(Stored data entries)
-- Opening Marker --
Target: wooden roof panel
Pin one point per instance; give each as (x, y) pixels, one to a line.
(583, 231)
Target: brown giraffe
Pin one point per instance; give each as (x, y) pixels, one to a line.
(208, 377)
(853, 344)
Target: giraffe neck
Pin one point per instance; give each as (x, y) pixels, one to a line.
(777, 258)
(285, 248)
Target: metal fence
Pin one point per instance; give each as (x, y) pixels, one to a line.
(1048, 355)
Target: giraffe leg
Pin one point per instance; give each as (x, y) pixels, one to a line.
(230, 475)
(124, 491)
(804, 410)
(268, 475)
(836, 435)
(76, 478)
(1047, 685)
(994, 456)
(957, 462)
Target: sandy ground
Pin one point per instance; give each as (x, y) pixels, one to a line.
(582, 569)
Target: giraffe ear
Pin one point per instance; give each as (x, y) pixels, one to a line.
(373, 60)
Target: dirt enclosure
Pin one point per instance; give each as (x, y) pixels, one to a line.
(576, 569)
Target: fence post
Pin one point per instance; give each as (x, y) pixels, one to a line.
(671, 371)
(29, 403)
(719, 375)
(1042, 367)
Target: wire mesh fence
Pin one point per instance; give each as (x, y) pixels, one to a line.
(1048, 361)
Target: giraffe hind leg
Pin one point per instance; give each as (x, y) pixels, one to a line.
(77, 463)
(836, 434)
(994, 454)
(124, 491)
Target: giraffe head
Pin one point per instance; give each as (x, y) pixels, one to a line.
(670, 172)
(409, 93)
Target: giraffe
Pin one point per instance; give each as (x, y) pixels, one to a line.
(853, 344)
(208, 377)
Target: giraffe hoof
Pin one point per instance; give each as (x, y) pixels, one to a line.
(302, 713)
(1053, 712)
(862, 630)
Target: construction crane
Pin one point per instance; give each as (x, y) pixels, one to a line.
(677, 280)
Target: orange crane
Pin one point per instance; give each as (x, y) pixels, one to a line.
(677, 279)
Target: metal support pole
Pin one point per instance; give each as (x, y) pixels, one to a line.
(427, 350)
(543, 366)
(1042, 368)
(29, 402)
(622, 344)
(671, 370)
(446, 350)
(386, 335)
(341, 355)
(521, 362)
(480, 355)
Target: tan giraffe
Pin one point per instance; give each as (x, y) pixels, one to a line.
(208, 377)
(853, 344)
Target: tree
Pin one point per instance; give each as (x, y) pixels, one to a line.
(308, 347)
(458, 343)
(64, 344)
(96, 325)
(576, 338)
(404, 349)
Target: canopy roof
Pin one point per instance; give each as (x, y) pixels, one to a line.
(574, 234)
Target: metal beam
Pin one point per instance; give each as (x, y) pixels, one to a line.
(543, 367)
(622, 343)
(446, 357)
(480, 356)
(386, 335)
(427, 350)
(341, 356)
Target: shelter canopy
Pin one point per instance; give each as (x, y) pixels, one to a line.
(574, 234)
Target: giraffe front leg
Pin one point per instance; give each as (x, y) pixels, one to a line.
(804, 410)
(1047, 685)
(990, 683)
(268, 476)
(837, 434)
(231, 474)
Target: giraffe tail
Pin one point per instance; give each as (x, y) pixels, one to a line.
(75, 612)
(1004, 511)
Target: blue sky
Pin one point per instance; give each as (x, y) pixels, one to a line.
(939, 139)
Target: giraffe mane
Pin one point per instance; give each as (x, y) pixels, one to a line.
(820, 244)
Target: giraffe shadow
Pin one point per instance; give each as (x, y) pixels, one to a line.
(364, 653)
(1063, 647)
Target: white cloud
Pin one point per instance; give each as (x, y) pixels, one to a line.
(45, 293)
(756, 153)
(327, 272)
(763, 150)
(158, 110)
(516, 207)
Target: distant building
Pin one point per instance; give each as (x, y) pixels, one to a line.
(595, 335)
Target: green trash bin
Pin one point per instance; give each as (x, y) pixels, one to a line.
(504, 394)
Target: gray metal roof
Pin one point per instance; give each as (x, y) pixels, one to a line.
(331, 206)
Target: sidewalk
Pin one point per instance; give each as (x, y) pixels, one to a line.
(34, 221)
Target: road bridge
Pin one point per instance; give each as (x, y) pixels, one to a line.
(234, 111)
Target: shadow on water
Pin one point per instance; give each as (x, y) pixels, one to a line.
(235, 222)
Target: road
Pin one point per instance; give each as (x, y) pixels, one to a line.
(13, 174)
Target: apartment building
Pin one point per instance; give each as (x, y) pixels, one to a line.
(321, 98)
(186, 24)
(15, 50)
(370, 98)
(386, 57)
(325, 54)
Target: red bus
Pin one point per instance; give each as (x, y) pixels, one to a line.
-- Closing Marker --
- Task instructions:
All lines with the word "shadow" need to be copied from the data above.

- Solution for this exercise:
Target: giraffe shadow
Target: shadow on water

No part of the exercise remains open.